** start of Material for this task **
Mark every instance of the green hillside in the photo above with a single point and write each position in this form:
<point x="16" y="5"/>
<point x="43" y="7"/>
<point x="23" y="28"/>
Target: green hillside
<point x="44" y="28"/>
** end of Material for this task **
Scale the point coordinates in the answers of all the records above by 0.3, rounding each to a whole number with halves rounded up, and reproduce every line, requests included. Keep the numbers in the requests and their format samples unchanged.

Mark every instance of the green hillside in the photo above with a single point and write each position in this form:
<point x="16" y="5"/>
<point x="43" y="7"/>
<point x="23" y="28"/>
Target: green hillside
<point x="13" y="8"/>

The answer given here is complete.